TBI-2 NIGHT IN THE DARK  

 ゼッケン 12 宮田 一孝

 1、 始まり

 このイベントが発表されてから気にはなっていた。しかし、二日間のためにマシンを四国へ運ぶにはコストが高かった。
菅原社長(パリダカールラリーのトラック部門の現役チャンピオン)は出場する話は聞いていたので「どうやって行くんですか?」と聞いてみると「一人でライトエーストラックに積んで運転していく予定」とのこと。「では休みとれたら一緒に行っていいですか?これから申請あげますから」 「いいですよ、一緒に行きましょう」となり時間差夏休みとして休みを確保、エントリーをした。

 2、 準備

 ゼッケンは「12」だった。今回はTBI本戦の時にマシンを作ってあったので準備は楽だった。Fパッド、Fローター、Rパッド、RキャリパーシールキットにFタイヤくらい、Rタイヤは8分山、考えたすえそのまま行くことにした。マップケースは配線を直した。
 
 3、 移動

 朝、社長の自宅へ私のトランポで行く。20分ほど遅れた。(社長、ごめんなさい)マシンを積みこみ、社長の会社にちょっとよって小細工、そして移動開始。3回交代、940km、約12時間走って会場入りした。社長はマシンのこと、ラリーのこと、ヨーロッパのこと、そのほか多岐にわたりいろんな話をしてくれた。すべて自分で体験し、考え、感じた事なので重みが全然違って聞こえた。考え方や視点がとっても深い人でした。会場に着いて社長いわく、「ここまで940kmで明日800km走るんでしょ?やだねぇ」ごもっともです。
 夜のうちにセットアップ、今回は「ICO」を忘れた。部屋でマップケースのはんだ付けをするときにもってって、ケースだけ直して忘れたらしい。気がついたのは日本平S.A。普段は車から下ろさないので積んであるものと信じていた。まあ、5,6,7回はノーマルメーターで走ってたし、メーター無しで(ケーブル切れ)で2200km走りきった時もあったんで大丈夫でしょう。           夜はSSER代表の山田さんをはじめスタッフのみなさんと同じケビン(バンガローのちょっといい建物)で宴会をしてた。

 4、 車検 チェーンガイドのゆるみを指摘されただけでパスした。

 5、 スタート&前半


 今回の設定は前半502.03km、後半318.61kmの2部構成。 「前半を午前6:00まで、後半を15:00までに抜けないと完走にならない」と当日配布の資料にあった。12:00より一分置きにスタート。すぐに0.71でダートイン、なんか乗れない。あたふた度が激しい。でも3週間前の伊豆でもここまでひどくはなかったはず・・・・・。40km付近で給油、22L。それで林道での安定度は飛躍的にアップした。重いタンクでバランスとってたのね、サスもその設定だし。今回の設定はすごい!TBIの比ではない。100kmまででも伊豆フルコースの倍近く感じる。こんなに連続でダートのコースを組める土地柄にも関心する。
________
● **やること**:
1. ページ本文によれば、車検で指摘されたのは何か答えよ。
2. ページ本文のうち、「このイベントが発表されてから」から「みを確保、エントリーをした。」までを、両端を含めてそのまま出力せよ。
3. ページ本文を2文で要約せよ。

● **提供データ**:
________
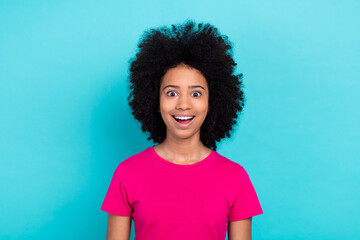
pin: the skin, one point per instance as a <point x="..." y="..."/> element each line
________
● **設問ごとの解答**:
1. チェーンガイドのゆるみ。

2.
このイベントが発表されてから気にはなっていた。しかし、二日間のためにマシンを四国へ運ぶにはコストが高かった。
菅原社長(パリダカールラリーのトラック部門の現役チャンピオン)は出場する話は聞いていたので「どうやって行くんですか?」と聞いてみると「一人でライトエーストラックに積んで運転していく予定」とのこと。「では休みとれたら一緒に行っていいですか?これから申請あげますから」 「いいですよ、一緒に行きましょう」となり時間差夏休みとして休みを確保、エントリーをした。

3. ゼッケン12の筆者は菅原社長と3回交代で運転し、940km、約12時間かけて会場入りした。コースは前半502.03km、後半318.61kmの2部構成で、筆者は序盤のダートでうまく乗れなかったが、40km付近での給油後は林道での安定度が飛躍的に上がった。